• [Problem statement]
Answer these questions from the forum thread about rocks not spawning:
1. What appeared in the small test space the next morning?
2. What limit did g u a v a suggest had been reached?
3. What did X10Rinne have right below the rocks?

• [Extract to read]
********

# Rocks not spawning? [SOLVED, thank you!]



## X10Rinne (May 18, 2020)

I've been trying to move my rocks into one area without time travelling, and have my entire island except these two spaces spawn-proofed:






As far as I can tell, they both should be spawnable, but I went for days without a single rock spawn anywhere on my island.

I tried clearing a small space somewhere else to test if a fifth rock would appear there (just to make sure there weren't any rocks hiding in blindspots preventing new ones from spawning), and one immediately spawned in the test space the next morning.

Is there anyone who's moved their rocks and can tell what's wrong with my rock quarry layout?


----------



## g u a v a (May 18, 2020)

it could be that you reached the maximum amount of rocks per quadrant. make sure you spread out the area across two squares on your map.


----------



## X10Rinne (May 18, 2020)

oh, I had no idea there was a cap per quadrant. they're right at the edge of one, so if I just move the bottom row above the top they should be in a different part of the map. thank you so much!


----------



## UglyMonsterFace (May 18, 2020)

It's weird cuz I've seen towns where they're all in the same acre.. so I have no idea what to believe


----------



## X10Rinne (May 18, 2020)

UglyMonsterFace said:


> It's weird cuz I've seen towns where they're all in the same acre.. so I have no idea what to believe


my friend found a reddit post explaining it, and it looks like they might not spawn if the game thinks something in front of it is blocking it from sight (I guess to prevent them appearing in blindspots). I had a fence right below them, so that might've been the problem


----------



## UglyMonsterFace (May 18, 2020)

X10Rinne said:


> my friend found a reddit post explaining it, and it looks like they might not spawn if the game thinks something in front of it is blocking it from sight (I guess to prevent them appearing in blindspots). I had a fence right below them, so that might've been the problem


Ohhh that makes perfect sense. I did notice that this game is really good at not putting dig spots in blind spots and inaccessible places where you'd have to pick up a bunch of things to get to it. So I guess rocks also spawn with that same rule ^_^ that's amazing! Thank you for that info!


----------

********

• [Collected material]
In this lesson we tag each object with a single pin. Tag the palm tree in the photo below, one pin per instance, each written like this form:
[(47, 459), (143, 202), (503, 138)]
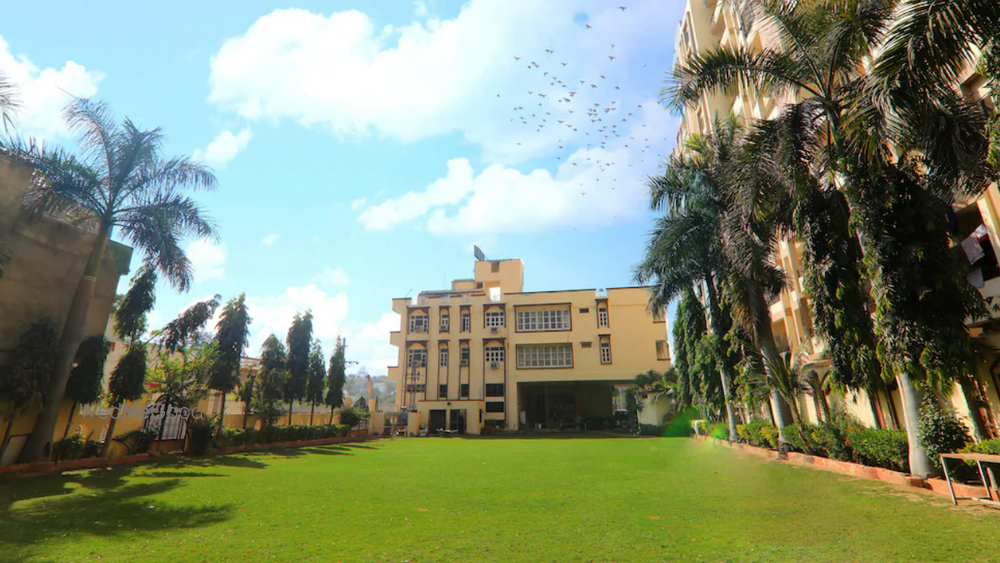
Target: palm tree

********

• [Final result]
1. A rock spawned there.
2. The maximum amount of rocks per quadrant.
3. A fence.